Collected data
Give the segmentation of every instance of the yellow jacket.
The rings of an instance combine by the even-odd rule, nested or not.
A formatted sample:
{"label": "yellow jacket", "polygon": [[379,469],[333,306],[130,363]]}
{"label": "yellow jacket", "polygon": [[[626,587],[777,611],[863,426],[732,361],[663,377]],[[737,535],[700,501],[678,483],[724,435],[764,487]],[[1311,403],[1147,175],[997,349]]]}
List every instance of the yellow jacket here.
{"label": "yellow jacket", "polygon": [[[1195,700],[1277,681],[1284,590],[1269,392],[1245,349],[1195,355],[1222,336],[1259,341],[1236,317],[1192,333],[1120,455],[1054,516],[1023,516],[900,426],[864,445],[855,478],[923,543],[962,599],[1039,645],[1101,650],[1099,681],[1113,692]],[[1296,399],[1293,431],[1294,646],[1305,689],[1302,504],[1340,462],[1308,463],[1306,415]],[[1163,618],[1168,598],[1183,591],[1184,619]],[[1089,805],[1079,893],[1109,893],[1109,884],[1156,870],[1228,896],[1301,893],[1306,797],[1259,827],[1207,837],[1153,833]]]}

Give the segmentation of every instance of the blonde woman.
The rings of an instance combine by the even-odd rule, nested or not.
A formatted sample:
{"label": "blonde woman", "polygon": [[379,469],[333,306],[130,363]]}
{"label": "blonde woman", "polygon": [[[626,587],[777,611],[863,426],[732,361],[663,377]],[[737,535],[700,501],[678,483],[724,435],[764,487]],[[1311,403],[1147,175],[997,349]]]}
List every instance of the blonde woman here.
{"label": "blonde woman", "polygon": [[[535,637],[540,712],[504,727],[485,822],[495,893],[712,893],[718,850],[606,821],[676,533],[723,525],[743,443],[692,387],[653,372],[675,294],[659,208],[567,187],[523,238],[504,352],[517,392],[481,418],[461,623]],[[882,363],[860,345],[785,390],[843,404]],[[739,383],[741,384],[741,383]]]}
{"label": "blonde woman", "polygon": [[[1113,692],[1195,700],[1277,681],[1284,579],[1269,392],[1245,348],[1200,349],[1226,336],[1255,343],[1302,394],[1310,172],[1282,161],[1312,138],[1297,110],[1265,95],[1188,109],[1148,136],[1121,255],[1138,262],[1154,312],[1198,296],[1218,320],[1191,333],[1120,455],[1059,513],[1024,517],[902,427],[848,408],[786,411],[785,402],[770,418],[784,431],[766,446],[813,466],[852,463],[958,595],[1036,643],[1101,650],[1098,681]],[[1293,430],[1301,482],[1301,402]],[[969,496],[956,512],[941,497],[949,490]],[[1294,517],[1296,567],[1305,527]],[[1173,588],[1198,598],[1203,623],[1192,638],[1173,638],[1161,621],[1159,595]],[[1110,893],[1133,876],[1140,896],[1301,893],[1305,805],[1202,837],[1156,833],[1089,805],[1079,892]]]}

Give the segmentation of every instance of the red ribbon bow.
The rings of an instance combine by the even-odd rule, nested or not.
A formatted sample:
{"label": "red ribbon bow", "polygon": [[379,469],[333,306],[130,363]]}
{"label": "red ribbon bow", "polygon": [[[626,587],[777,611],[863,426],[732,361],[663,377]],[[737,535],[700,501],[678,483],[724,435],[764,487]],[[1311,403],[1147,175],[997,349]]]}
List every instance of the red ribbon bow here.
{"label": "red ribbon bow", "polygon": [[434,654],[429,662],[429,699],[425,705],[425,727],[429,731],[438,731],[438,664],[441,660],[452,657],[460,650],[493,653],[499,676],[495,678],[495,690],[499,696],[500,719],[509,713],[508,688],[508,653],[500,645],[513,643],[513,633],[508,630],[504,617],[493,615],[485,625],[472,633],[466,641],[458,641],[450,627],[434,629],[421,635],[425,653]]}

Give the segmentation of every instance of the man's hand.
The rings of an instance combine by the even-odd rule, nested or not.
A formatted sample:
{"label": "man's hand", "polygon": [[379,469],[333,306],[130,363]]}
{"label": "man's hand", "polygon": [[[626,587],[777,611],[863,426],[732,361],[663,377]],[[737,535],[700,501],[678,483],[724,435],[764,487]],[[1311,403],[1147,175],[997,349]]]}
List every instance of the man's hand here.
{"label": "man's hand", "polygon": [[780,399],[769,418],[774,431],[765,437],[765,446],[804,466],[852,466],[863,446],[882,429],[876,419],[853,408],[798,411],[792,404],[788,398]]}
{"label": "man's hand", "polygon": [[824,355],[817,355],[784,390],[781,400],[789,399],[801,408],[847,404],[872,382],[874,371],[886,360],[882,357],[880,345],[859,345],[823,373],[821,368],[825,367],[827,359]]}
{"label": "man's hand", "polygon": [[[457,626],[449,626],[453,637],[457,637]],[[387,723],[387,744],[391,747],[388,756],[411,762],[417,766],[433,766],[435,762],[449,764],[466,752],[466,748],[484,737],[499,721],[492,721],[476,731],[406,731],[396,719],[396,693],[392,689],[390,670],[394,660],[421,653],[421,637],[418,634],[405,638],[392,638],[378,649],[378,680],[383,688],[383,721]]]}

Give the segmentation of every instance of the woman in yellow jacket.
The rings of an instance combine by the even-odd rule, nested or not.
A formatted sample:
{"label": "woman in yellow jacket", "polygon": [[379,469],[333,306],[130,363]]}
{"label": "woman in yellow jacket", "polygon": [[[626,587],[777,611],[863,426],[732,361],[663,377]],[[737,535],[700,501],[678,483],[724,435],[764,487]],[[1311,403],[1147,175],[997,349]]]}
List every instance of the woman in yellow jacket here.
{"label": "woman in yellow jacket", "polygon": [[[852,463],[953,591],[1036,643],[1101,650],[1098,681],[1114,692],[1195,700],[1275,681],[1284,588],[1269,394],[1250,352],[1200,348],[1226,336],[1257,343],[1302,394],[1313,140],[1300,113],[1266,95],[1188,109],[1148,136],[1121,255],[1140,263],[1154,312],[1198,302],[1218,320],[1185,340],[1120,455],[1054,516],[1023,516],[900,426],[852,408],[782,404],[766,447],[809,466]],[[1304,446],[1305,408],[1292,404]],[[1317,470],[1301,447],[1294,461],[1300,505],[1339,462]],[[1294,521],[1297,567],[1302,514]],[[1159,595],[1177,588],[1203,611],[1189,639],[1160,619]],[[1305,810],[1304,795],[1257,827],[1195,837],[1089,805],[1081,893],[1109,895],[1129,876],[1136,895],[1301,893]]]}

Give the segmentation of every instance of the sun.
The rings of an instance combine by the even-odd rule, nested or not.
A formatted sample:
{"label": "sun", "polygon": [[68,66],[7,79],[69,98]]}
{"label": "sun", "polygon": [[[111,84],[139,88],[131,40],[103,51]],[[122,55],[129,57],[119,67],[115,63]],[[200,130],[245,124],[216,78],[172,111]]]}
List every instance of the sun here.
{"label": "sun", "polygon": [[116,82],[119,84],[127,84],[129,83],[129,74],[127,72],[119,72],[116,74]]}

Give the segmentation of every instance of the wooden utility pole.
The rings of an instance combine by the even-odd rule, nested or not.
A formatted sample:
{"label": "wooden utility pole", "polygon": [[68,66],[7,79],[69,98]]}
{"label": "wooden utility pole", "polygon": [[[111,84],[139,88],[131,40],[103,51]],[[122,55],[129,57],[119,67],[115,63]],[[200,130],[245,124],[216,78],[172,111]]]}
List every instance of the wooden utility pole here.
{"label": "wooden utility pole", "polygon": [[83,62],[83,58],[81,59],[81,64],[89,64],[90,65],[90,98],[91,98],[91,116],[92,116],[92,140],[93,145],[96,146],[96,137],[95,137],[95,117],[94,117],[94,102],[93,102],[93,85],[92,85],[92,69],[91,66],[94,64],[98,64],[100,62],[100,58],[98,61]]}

▶ [STATED GOAL] Can you rewrite all the entries above, swapping "segmentation" for "outline" and leaving everything else unchanged?

▶ [COMPLETED TASK]
Give the outline of every instance of the yellow jacket.
The rings of an instance combine by the even-odd rule, nested or not.
A formatted sample:
{"label": "yellow jacket", "polygon": [[379,469],[333,306],[130,363]]}
{"label": "yellow jacket", "polygon": [[[626,587],[777,611],[863,426],[732,361],[663,377]],[[737,535],[700,501],[678,483],[724,435],[764,487]],[[1311,403],[1147,175],[997,349]]]}
List every instance of the yellow jacket here.
{"label": "yellow jacket", "polygon": [[[1195,700],[1277,681],[1284,590],[1269,392],[1245,349],[1195,355],[1222,336],[1259,341],[1236,317],[1192,333],[1120,455],[1054,516],[1023,516],[900,426],[864,445],[855,478],[923,543],[962,599],[1039,645],[1101,650],[1099,681],[1113,692]],[[1296,399],[1293,431],[1294,646],[1305,689],[1302,504],[1340,462],[1308,463],[1306,415]],[[1163,618],[1168,598],[1183,591],[1184,619]],[[1089,805],[1079,893],[1109,893],[1109,884],[1156,870],[1228,896],[1301,893],[1306,797],[1259,827],[1207,837],[1153,833]]]}

Give the outline of every instance of the blonde woman.
The rings of an instance combine by the even-odd rule, nested or not.
A formatted sample:
{"label": "blonde woman", "polygon": [[379,469],[333,306],[130,363]]}
{"label": "blonde woman", "polygon": [[[626,587],[777,611],[863,426],[732,361],[663,377]],[[737,535],[700,501],[678,483],[724,435],[764,487]],[[1311,403],[1147,175],[997,349]]]}
List every instance of the blonde woman here.
{"label": "blonde woman", "polygon": [[[535,637],[540,712],[504,727],[485,822],[495,893],[712,893],[718,850],[606,821],[676,533],[723,525],[743,443],[692,387],[653,372],[675,294],[659,208],[567,187],[523,238],[504,352],[517,392],[481,418],[461,623]],[[882,363],[860,345],[785,390],[843,404]],[[739,383],[741,384],[741,383]]]}
{"label": "blonde woman", "polygon": [[[1113,692],[1195,700],[1277,681],[1284,579],[1269,392],[1245,348],[1200,349],[1226,336],[1255,343],[1302,394],[1310,172],[1282,161],[1312,138],[1297,110],[1265,95],[1188,109],[1148,136],[1121,255],[1138,262],[1154,312],[1198,296],[1218,320],[1191,333],[1120,455],[1059,513],[1024,517],[902,427],[848,408],[786,411],[785,402],[770,418],[784,431],[766,446],[813,466],[852,463],[958,595],[1036,643],[1101,650],[1098,681]],[[1293,430],[1301,482],[1301,402]],[[969,496],[956,512],[941,497],[949,490]],[[1294,517],[1296,567],[1305,527]],[[1173,588],[1198,598],[1203,623],[1192,638],[1173,638],[1161,621],[1159,595]],[[1110,893],[1133,876],[1140,896],[1301,893],[1305,805],[1202,837],[1156,833],[1089,805],[1079,892]]]}

Give the outline of every instance of the red ribbon bow.
The rings of an instance combine by the even-odd rule, nested or not.
A formatted sample:
{"label": "red ribbon bow", "polygon": [[379,469],[333,306],[130,363]]}
{"label": "red ribbon bow", "polygon": [[[626,587],[777,611],[863,426],[732,361],[663,377]],[[737,535],[700,501],[678,483],[724,435],[764,487]],[[1311,403],[1147,175],[997,349]]]}
List every instance of the red ribbon bow here.
{"label": "red ribbon bow", "polygon": [[434,654],[429,662],[429,699],[425,705],[425,727],[429,731],[438,731],[438,664],[441,660],[452,657],[460,650],[493,653],[499,676],[495,678],[495,690],[499,696],[500,719],[509,713],[508,688],[508,653],[500,645],[513,643],[513,633],[508,630],[504,617],[493,615],[485,625],[472,633],[466,641],[458,641],[450,627],[434,629],[421,635],[425,653]]}

Give the outline of every instance of the man's hand.
The rings of an instance combine by the even-odd rule, nested or not.
A formatted sample:
{"label": "man's hand", "polygon": [[379,469],[333,306],[130,363]]}
{"label": "man's hand", "polygon": [[[626,587],[777,611],[863,426],[732,361],[663,377]],[[737,535],[700,501],[678,483],[724,435],[764,487]],[[1311,403],[1147,175],[997,349]]]}
List every instance of the man's hand here.
{"label": "man's hand", "polygon": [[780,399],[769,418],[774,431],[765,437],[765,446],[804,466],[852,466],[863,446],[882,429],[876,419],[853,408],[798,411],[792,404],[788,398]]}
{"label": "man's hand", "polygon": [[824,355],[817,355],[784,390],[781,400],[789,399],[801,408],[847,404],[872,382],[874,371],[886,360],[882,357],[880,345],[859,345],[823,373],[821,368],[825,367],[827,359]]}
{"label": "man's hand", "polygon": [[[457,626],[449,626],[453,637],[457,637]],[[387,723],[387,744],[391,747],[388,756],[411,762],[417,766],[433,766],[435,762],[449,764],[466,752],[466,748],[484,737],[499,721],[492,721],[476,731],[406,731],[396,719],[396,693],[392,689],[390,670],[394,660],[421,653],[421,637],[418,634],[405,638],[392,638],[378,649],[378,680],[383,688],[383,721]]]}

Give the outline of every instance of the woman in yellow jacket.
The rings of an instance combine by the even-odd rule, nested or not.
A formatted sample:
{"label": "woman in yellow jacket", "polygon": [[379,469],[333,306],[130,363]]}
{"label": "woman in yellow jacket", "polygon": [[[626,587],[777,611],[863,426],[732,361],[663,377]],[[737,535],[700,501],[678,483],[724,435],[764,487]],[[1311,403],[1147,175],[997,349]]]}
List every instance of the woman in yellow jacket here.
{"label": "woman in yellow jacket", "polygon": [[[852,463],[953,591],[1036,643],[1101,650],[1098,681],[1114,692],[1195,700],[1275,681],[1284,588],[1269,394],[1250,352],[1200,348],[1226,336],[1257,343],[1302,394],[1313,140],[1300,113],[1266,95],[1188,109],[1148,136],[1121,255],[1140,263],[1154,312],[1198,302],[1218,320],[1185,340],[1120,455],[1054,516],[1023,516],[900,426],[852,408],[782,404],[766,447],[809,466]],[[1304,446],[1305,408],[1292,404]],[[1317,470],[1301,447],[1294,461],[1300,505],[1339,462]],[[1294,521],[1297,567],[1302,514]],[[1159,595],[1177,588],[1203,611],[1189,639],[1160,619]],[[1305,810],[1304,795],[1257,827],[1195,837],[1089,805],[1081,893],[1109,895],[1129,876],[1136,895],[1301,893]]]}

Give the outline of every instance of the sun.
The rings of an instance combine by the even-odd rule, nested or not.
A formatted sample:
{"label": "sun", "polygon": [[68,66],[7,79],[69,98]]}
{"label": "sun", "polygon": [[[111,84],[139,88],[131,40],[103,51]],[[122,55],[129,57],[119,67],[115,63]],[[200,130],[245,124],[216,78],[172,111]]]}
List every instance of the sun here.
{"label": "sun", "polygon": [[116,82],[119,84],[127,84],[129,83],[129,74],[127,72],[119,72],[116,74]]}

Give the outline of every instance of the wooden utility pole.
The rings of an instance combine by the even-odd rule, nested or not.
A formatted sample:
{"label": "wooden utility pole", "polygon": [[68,66],[7,79],[69,98]]}
{"label": "wooden utility pole", "polygon": [[[111,84],[139,88],[131,40],[103,51]],[[122,55],[129,57],[119,67],[115,63]],[[200,130],[245,124],[216,78],[172,111]]]}
List every instance of the wooden utility pole here.
{"label": "wooden utility pole", "polygon": [[83,62],[83,58],[81,59],[81,64],[89,64],[90,65],[90,98],[91,98],[91,116],[92,116],[92,140],[93,145],[96,146],[96,137],[95,137],[95,117],[94,117],[94,102],[93,102],[93,85],[92,85],[92,69],[91,66],[94,64],[98,64],[100,62],[100,58],[98,61]]}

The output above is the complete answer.